From the data below, extract each line in which the string "xmlns" appears, and omit all other lines.

**** AVAILABLE RECORDS

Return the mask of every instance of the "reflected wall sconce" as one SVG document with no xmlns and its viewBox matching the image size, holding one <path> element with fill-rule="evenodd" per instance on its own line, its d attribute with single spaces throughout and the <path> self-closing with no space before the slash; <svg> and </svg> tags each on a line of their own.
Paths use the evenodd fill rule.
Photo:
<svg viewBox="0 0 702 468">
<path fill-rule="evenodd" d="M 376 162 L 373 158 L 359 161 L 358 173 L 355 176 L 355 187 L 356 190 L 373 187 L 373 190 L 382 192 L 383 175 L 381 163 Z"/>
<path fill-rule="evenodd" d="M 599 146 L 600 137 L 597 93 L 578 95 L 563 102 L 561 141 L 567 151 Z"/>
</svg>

********
**** AVAILABLE RECORDS

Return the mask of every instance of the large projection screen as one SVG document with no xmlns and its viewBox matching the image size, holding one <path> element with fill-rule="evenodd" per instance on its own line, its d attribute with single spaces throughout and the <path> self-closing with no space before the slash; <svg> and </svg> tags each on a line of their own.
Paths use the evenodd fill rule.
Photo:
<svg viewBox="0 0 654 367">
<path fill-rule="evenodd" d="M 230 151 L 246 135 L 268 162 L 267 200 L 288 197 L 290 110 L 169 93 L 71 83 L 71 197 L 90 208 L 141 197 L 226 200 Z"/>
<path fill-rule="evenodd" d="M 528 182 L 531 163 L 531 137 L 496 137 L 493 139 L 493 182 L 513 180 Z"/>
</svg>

********
**** AVAILABLE RECORDS

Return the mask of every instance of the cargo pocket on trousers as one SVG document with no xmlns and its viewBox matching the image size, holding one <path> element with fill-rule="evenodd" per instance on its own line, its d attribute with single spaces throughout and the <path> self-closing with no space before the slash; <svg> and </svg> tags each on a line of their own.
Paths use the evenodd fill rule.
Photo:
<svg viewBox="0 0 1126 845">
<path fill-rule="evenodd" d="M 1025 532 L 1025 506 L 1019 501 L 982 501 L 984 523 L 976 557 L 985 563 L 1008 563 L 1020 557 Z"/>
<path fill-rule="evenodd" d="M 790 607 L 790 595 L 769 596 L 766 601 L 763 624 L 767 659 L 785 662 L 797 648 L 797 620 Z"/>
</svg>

********

TASK OUTPUT |
Return the mask of every instance of the "reflected wall sconce" as one SVG document with no xmlns and its viewBox matching the image size, holding one <path> element with fill-rule="evenodd" per instance on its own line, its d attribute with single spaces throughout and the <path> self-closing with no space before the slash; <svg> and </svg> tags each on a line of their own.
Return the mask of every instance of the large projection screen as one SVG document with no xmlns and its viewBox matching the image size, holding one <path> element with fill-rule="evenodd" per instance on its own line, its d attribute with single spaces throughout and the <path> self-closing with no space before the slash; <svg> and </svg> tags each on a line of their own.
Return the mask of every instance of the cargo pocket on trousers as one SVG document with no xmlns and its viewBox matching the image size, holding one <path> element with fill-rule="evenodd" per instance on its own line, its d attribute with single spaces throughout and the <path> self-closing with no space before the slash; <svg> and </svg> tags each on a line of their own.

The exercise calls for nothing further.